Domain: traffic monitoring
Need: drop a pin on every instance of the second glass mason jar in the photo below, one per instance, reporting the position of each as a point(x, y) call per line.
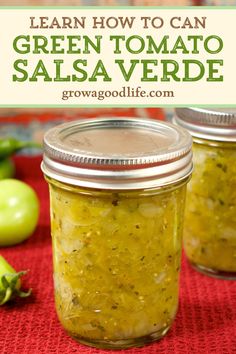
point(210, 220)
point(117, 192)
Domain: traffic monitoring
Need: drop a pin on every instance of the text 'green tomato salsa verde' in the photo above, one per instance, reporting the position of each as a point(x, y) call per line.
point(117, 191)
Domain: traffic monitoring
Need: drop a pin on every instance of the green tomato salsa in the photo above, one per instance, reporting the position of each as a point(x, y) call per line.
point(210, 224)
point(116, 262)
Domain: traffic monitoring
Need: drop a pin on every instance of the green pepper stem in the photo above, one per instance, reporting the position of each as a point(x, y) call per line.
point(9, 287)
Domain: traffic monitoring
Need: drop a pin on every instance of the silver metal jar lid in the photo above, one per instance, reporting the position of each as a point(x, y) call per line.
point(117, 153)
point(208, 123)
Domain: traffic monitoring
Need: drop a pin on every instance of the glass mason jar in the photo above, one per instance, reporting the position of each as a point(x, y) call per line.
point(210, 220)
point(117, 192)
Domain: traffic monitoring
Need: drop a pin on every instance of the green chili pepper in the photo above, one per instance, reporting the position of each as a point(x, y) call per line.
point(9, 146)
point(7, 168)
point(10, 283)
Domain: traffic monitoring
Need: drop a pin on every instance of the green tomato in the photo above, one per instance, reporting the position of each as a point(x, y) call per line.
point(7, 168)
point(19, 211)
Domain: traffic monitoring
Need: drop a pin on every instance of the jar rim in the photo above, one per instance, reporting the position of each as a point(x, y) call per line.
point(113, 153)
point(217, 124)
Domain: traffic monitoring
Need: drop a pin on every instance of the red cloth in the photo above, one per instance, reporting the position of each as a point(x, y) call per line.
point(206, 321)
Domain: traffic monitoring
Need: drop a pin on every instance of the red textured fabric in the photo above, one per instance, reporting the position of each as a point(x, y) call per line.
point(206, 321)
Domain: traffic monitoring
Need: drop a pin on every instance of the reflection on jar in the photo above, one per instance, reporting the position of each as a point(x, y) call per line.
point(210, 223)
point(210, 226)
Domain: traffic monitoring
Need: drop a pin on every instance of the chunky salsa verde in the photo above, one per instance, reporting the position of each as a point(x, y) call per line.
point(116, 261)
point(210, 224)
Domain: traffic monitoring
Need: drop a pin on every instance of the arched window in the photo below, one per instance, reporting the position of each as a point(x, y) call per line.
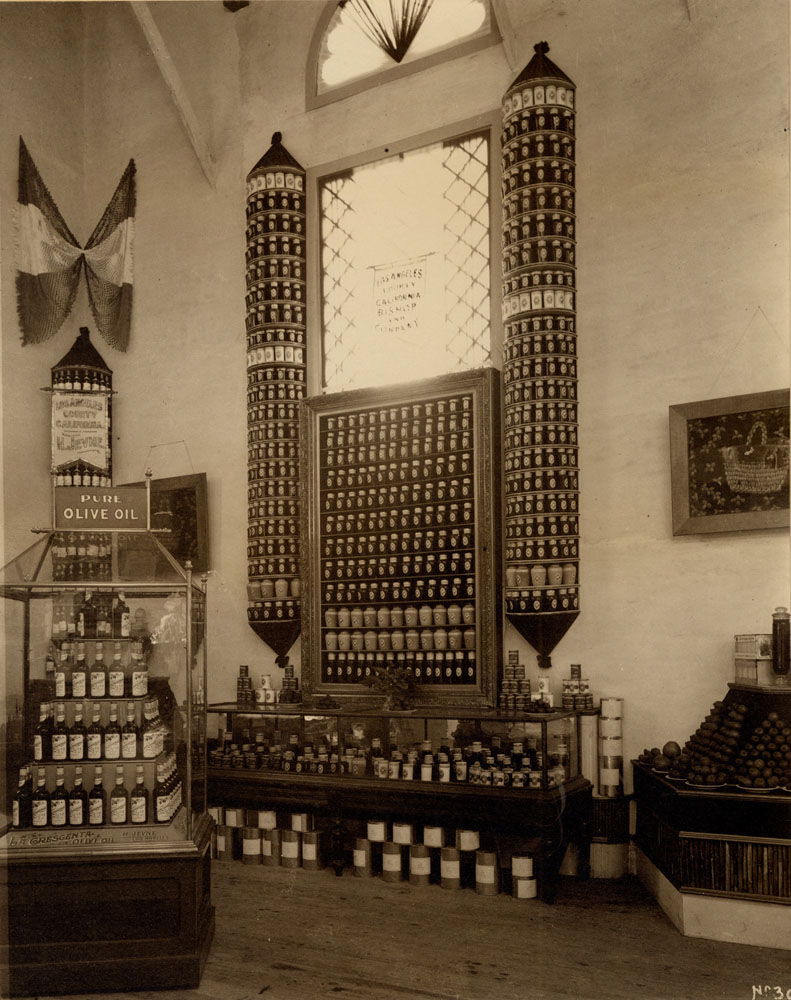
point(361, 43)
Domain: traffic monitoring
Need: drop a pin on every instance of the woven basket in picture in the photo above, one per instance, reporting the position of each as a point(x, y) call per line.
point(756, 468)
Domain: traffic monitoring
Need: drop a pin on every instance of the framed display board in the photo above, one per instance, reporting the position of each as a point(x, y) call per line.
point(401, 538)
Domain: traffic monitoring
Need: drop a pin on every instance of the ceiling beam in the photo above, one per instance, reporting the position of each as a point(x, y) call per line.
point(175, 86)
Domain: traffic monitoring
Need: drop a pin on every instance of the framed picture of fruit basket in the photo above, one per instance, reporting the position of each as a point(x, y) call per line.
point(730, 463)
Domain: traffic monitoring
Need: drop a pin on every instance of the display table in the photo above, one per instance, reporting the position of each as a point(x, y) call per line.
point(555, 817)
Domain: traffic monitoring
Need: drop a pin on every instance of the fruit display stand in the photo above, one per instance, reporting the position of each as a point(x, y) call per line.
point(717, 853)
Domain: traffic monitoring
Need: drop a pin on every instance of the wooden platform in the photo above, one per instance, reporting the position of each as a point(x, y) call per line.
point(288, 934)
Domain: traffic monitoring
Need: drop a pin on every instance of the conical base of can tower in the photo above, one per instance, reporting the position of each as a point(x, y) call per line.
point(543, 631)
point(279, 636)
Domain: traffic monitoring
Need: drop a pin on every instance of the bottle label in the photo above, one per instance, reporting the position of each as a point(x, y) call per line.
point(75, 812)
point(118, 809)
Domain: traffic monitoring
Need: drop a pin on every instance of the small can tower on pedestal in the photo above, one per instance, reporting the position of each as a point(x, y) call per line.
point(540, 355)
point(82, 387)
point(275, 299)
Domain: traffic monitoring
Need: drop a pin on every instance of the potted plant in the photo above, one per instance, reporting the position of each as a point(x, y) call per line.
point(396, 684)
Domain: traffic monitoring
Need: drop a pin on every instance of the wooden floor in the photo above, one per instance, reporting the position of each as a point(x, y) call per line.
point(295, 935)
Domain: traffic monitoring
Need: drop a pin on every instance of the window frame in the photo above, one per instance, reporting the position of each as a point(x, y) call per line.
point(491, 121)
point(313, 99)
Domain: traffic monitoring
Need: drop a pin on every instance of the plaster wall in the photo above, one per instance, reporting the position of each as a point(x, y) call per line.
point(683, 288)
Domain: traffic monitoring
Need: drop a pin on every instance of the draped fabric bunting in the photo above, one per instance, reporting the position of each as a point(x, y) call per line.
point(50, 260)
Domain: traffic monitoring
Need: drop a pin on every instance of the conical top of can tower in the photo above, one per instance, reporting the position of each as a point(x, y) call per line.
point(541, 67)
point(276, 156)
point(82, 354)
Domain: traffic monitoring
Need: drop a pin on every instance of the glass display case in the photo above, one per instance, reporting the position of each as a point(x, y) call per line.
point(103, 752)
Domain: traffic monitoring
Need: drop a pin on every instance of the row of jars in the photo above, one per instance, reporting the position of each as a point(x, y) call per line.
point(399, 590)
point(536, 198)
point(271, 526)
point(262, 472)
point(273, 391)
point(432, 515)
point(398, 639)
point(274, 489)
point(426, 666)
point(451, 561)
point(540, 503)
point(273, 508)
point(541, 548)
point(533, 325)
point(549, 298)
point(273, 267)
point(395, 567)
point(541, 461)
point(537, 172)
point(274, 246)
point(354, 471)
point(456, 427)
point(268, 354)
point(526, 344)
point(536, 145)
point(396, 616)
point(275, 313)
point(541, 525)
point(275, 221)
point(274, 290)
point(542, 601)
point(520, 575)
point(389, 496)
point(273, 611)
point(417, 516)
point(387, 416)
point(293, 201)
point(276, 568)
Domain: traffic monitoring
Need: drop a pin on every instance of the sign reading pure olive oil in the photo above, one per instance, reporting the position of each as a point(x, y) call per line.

=== Requirements ===
Write out the full listing verbatim, excluding its pictures.

=== Finished task ===
Domain: traffic monitoring
Need: drop a pin on every instance of the second glass mason jar in the photo below, one per instance, reporting the position of each as a point(x, y) call per line.
point(210, 220)
point(117, 192)
Domain: traffic monitoring
Need: drop a pin on every instance of the text 'green tomato salsa verde' in the photo above, one per instance, reporting the position of each as a point(x, y) call per line.
point(117, 191)
Domain: traffic monitoring
Need: drop a pin on every instance of the green tomato salsa in the photo above, one per instance, reporting the position of each as a point(x, y) call per line.
point(210, 224)
point(116, 262)
Domain: traffic monitoring
Need: drop a pin on every instance of the green pepper stem in the photo above, one per instance, reporting the position of each as a point(x, y) call per line.
point(9, 287)
Domain: traffic monitoring
Need: drop a pin on every instance of the silver metal jar lid in the photo above, one per instance, reporting the position of each as a point(x, y) call per line.
point(117, 153)
point(208, 123)
Domain: traffic monitoring
Need: drop a pin on every instance of the glass mason jar in the photo above, one per instance, reporting the position of each as a point(x, y) call per line.
point(210, 220)
point(117, 192)
Domain: traffic monitoring
Need: drop a pin on every instance of the green chili pepper in the photo above, one per instance, reporting the position of each as a point(x, y) call per line.
point(9, 146)
point(7, 168)
point(10, 283)
Domain: traffic monitoring
Need: drop a pin on every instance of the green tomato in the photo above, one per instance, reporting the position of each as a point(x, y) call per line.
point(7, 168)
point(19, 211)
Domain: traffic monitoring
Need: drop a pin on every instance of the jar rim in the photo above, one per instance, reporting the position of each as a point(x, y) call per line.
point(113, 153)
point(217, 124)
Domain: traffic monitoring
Need: drop a pin on every instance of the red cloth in the photo above, one per instance, reporting the position of each as a point(x, y) call per line.
point(206, 321)
Domain: traffic monitoring
Need: drop a pin on every instance of the red textured fabric in the photo above, one per instance, reporting the position of each as a point(x, y) call per line.
point(206, 321)
Domain: traffic monitoring
Need: drop a pin on every instance of the reflection on jar in the photo above, one per instance, reporting the position of each as a point(x, y) call per line.
point(210, 223)
point(210, 226)
Domain: traffic monitoring
Need: drop a pin on every instance of the chunky salsa verde in the photo above, one per instance, reporting the position of each as a point(x, y) call per line.
point(116, 261)
point(210, 224)
Domain: traffic monitoring
Need: drop a pin on every instance of the arched window in the photo below, one per instance, reporting the position of each as a point(x, y) call per line.
point(361, 43)
Domain: traffic monitoring
Need: drop a pin on every instance of the woven basket in picture in the photo above, one per instance, reporting the position of each as a point(x, y) call per line.
point(756, 468)
Domain: traffic monitoring
Need: drop a pin on every instance of the framed display board in the photo above, one per instance, reporting the position of each as a point(x, y) call per line.
point(401, 538)
Domain: traffic monitoring
Need: drop a pin on every instance of the ceiling beam in the photo above, one per instance, reporting the position of each as a point(x, y) call per line.
point(175, 86)
Domain: traffic monitoring
Need: drop a pin on every instance of the framed picture of fruit basket in the photo above, one per instance, reporting the position of each as a point(x, y) call per line.
point(730, 463)
Domain: traffic monitoring
Need: drop a pin on every instance of the display table in the photo above, one per instance, reporting the position of each as a point(x, y) call per line.
point(555, 817)
Domain: traffic monitoring
Need: drop a pin on every instance of the fruit display stand in the photo above, one per instance, reporting the position of each as a point(x, y) call per line.
point(717, 853)
Domain: traffic monitoring
Need: drop a pin on every instance of the wooden platform in the photo above, one per instance, reporting the position of each as a point(x, y) call per line.
point(288, 934)
Domain: traffic monitoring
Need: drop a pin on every instance of the conical base of can tower in the photo above, one per instance, reporting the position of each as a point(x, y) call per line.
point(543, 631)
point(279, 636)
Domain: traffic monitoring
Need: drop a pin on every instance of the bottle label in the photo above, one per instance, reporting the position of each as a point(x, y) call per line.
point(75, 812)
point(118, 809)
Domain: traffic monitoring
Need: drop a pin on every instance of the small can tower on pedestal in the photo above, one per instance, reporting the position of each as a point(x, y) call per line.
point(540, 355)
point(82, 387)
point(275, 299)
Domain: traffic monitoring
Need: drop a pin on every instance of the potted plant in the photo above, one per instance, reporting the position of each as a point(x, y) call per line.
point(396, 684)
Domain: traffic monitoring
Need: drop a pin on every instance of the wooden floor in the photo above, one per instance, reporting the position of each as a point(x, y) call per line.
point(295, 935)
Domain: traffic monitoring
Need: drop a pin on every instance of the window frame in the photo above, one per instance, reporting the position of each as a point(x, y) call per line.
point(491, 121)
point(313, 99)
Domain: traffic monitoring
Need: drop a pin on every instance of the plaster wall in the photo above, one per instance, reporting the position of each as a point(x, y) call per line.
point(683, 288)
Domain: traffic monitoring
Need: drop a pin on every instance of the draped fabric bunting in the photo above, one per instance, reporting the position of each as a point(x, y) call per line.
point(50, 260)
Domain: traffic monitoring
Need: drop a pin on every instance of the conical top of can tower in the photo above, one per instance, reporting the position of each as a point(x, y) call per line.
point(541, 67)
point(276, 156)
point(82, 354)
Domain: traffic monitoring
Need: drop a pin on every instance of the glass display case in the photo above, one per instance, reporting the position of each as a point(x, y) call per line.
point(103, 752)
Domain: traffic monitoring
Need: drop a pin on every instance of the row of jars in the photo above, one per instance, reporting the position of each as a point(x, y) call per line.
point(399, 590)
point(536, 198)
point(271, 526)
point(262, 472)
point(273, 391)
point(432, 515)
point(398, 639)
point(274, 489)
point(426, 666)
point(451, 561)
point(540, 503)
point(273, 508)
point(541, 548)
point(533, 325)
point(549, 298)
point(273, 267)
point(395, 567)
point(541, 461)
point(537, 172)
point(274, 246)
point(354, 471)
point(456, 427)
point(268, 354)
point(526, 344)
point(536, 145)
point(396, 616)
point(275, 313)
point(541, 525)
point(275, 221)
point(274, 290)
point(542, 601)
point(520, 575)
point(389, 496)
point(273, 611)
point(417, 516)
point(387, 416)
point(293, 201)
point(276, 568)
Domain: traffic monitoring
Need: drop a pin on every instance of the sign reading pure olive oil in the photo above, one per instance, reporting the position of each as a point(x, y) call per line.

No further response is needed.